GOAL
State how many lines in the records below contain the string "outlet", matching case exactly. Give only the number.

Records from a point annotation dataset:
— BEGIN —
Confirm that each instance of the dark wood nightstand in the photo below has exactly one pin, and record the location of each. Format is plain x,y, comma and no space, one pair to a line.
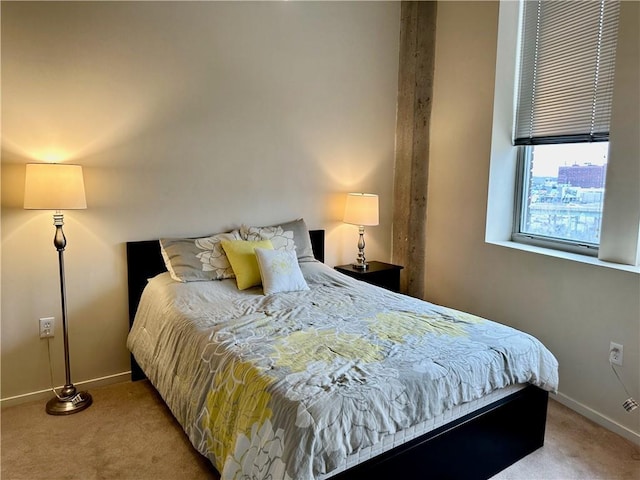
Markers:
382,274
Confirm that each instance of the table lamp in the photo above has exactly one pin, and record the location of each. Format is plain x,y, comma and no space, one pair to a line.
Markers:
361,209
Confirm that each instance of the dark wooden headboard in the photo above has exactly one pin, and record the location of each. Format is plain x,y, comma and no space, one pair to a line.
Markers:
145,261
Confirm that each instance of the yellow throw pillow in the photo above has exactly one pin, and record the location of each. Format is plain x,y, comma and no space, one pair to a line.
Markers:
242,257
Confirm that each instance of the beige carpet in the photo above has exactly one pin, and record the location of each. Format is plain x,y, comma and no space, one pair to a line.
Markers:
128,433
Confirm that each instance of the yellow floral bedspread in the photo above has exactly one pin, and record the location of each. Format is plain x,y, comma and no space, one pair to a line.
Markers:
286,386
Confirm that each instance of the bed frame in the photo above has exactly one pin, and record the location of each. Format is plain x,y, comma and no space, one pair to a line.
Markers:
476,446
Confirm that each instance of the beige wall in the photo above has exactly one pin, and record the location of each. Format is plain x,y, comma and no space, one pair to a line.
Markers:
576,309
189,118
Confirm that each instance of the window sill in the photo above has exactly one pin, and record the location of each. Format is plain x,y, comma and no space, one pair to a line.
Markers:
566,256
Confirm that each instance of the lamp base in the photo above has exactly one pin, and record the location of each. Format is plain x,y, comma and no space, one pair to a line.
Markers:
360,266
68,405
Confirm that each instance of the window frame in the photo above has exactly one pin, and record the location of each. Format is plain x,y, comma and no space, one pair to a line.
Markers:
620,229
523,160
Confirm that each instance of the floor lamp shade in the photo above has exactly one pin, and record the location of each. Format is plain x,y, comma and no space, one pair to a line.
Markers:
54,186
361,209
58,187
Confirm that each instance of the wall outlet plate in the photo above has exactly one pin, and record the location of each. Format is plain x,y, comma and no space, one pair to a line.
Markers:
615,353
47,326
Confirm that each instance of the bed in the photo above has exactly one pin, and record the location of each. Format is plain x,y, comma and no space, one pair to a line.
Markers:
368,433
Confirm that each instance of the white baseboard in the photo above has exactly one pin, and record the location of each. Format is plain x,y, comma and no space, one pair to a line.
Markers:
599,418
46,394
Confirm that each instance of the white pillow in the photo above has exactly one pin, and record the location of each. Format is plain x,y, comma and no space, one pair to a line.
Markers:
280,271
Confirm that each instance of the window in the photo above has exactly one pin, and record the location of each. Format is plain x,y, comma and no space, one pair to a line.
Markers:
565,89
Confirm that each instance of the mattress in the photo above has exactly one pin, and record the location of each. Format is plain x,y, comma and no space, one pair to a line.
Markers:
305,384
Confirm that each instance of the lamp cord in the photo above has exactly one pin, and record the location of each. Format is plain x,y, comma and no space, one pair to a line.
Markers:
619,379
51,369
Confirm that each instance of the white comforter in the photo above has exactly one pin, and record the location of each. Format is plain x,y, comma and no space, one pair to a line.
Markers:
286,386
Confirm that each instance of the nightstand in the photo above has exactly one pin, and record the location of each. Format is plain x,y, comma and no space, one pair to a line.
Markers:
382,274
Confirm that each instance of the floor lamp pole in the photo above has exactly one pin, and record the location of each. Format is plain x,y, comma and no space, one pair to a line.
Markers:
68,401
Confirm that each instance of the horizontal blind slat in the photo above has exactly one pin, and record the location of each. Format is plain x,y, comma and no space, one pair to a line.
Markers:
566,70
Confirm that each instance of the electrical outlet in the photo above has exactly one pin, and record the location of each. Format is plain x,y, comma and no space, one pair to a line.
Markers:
47,325
615,353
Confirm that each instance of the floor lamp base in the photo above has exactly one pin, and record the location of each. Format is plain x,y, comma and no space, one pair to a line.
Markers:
69,405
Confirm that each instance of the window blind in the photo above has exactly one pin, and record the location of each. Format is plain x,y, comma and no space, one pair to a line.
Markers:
567,61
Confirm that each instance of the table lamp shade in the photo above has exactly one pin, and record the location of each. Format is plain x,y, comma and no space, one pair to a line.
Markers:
361,209
54,186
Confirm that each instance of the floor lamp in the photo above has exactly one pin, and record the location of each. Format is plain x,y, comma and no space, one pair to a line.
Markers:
53,186
361,209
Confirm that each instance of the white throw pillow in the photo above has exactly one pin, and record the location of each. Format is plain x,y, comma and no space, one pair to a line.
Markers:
280,271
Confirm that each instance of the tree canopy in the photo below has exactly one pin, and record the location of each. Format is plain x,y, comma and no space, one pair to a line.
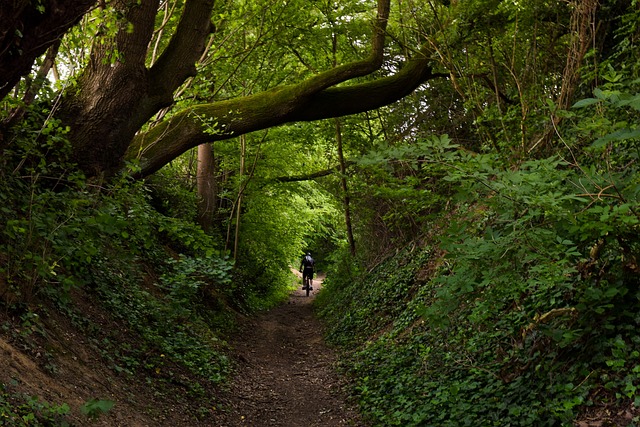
— END —
SOLUTION BELOW
2